━━━━━ Listing

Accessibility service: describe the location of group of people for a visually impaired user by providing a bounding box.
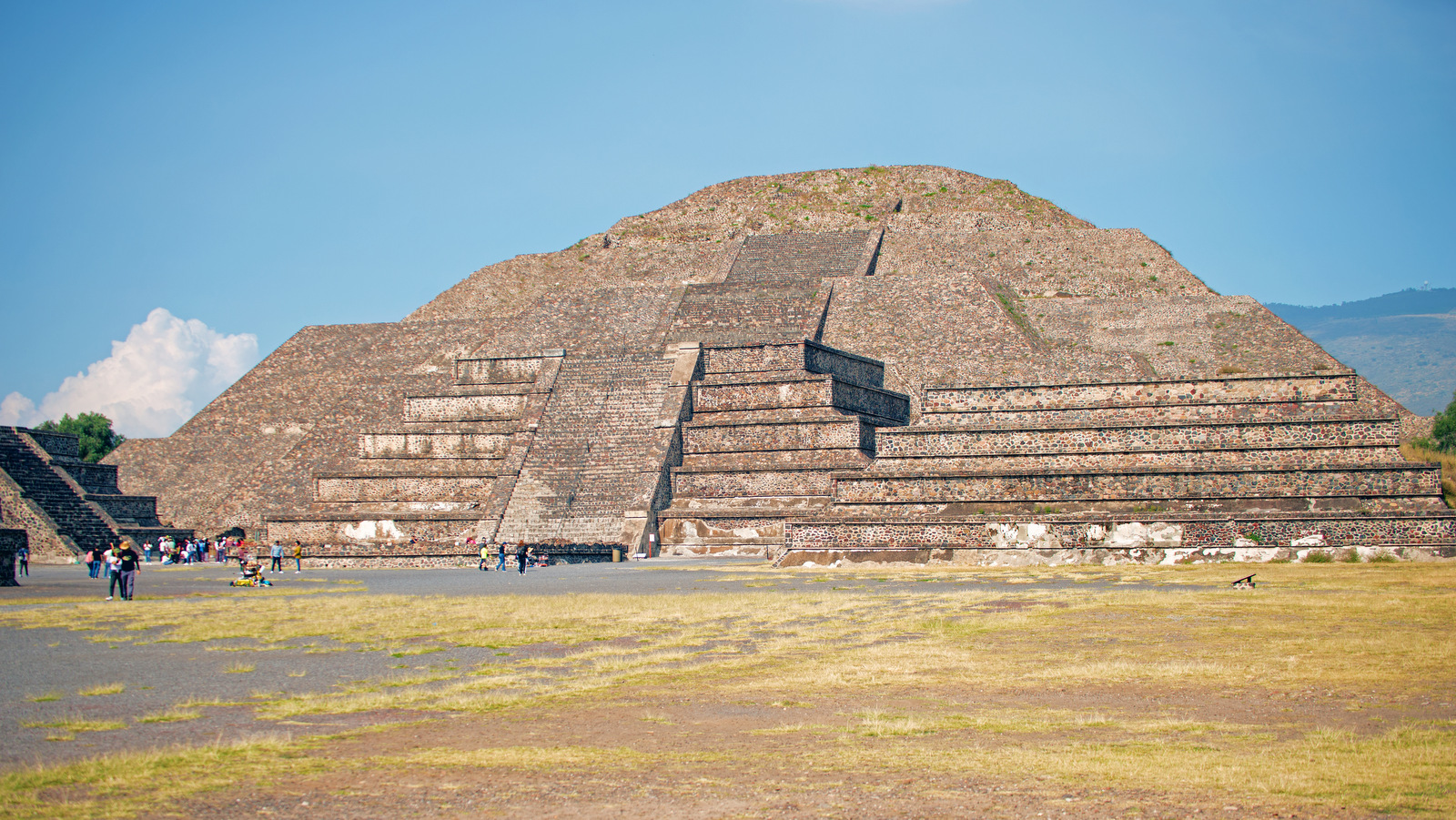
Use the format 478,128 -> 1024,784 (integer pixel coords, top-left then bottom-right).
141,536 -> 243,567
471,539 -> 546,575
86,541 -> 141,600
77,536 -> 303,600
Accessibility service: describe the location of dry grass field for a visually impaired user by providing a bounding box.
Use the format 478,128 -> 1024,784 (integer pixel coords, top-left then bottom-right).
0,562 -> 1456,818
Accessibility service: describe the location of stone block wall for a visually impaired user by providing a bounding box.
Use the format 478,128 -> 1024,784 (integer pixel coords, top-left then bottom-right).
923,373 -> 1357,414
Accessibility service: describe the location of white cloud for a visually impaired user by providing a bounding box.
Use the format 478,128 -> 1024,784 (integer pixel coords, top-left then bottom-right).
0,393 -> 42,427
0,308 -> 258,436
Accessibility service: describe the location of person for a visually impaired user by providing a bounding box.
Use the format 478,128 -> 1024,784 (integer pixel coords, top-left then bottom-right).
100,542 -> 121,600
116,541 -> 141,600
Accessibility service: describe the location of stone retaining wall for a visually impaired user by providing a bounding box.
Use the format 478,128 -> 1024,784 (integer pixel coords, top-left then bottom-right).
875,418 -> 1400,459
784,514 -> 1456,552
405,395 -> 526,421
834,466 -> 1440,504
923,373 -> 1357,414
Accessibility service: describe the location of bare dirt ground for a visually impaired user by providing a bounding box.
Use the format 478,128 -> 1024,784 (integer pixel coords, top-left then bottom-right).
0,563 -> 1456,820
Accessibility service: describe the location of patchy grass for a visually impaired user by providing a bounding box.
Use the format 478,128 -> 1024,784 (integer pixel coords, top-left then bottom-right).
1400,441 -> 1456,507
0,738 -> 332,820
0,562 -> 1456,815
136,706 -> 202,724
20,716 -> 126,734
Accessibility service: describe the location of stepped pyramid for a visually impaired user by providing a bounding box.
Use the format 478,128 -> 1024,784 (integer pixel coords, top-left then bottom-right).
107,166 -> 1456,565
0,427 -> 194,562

━━━━━━━━━━

* _Exercise aim_:
Locate every line in the records above that contains the string "stone", matching case exactly, and copy each of those lines.

* _Full response_:
Accessibility service: describe the location of stone block wall for a visually impaired user by providing a bounding box.
Accessibility service: describe the location of stone retaining wall for a visually impaired user by providing a bounding box.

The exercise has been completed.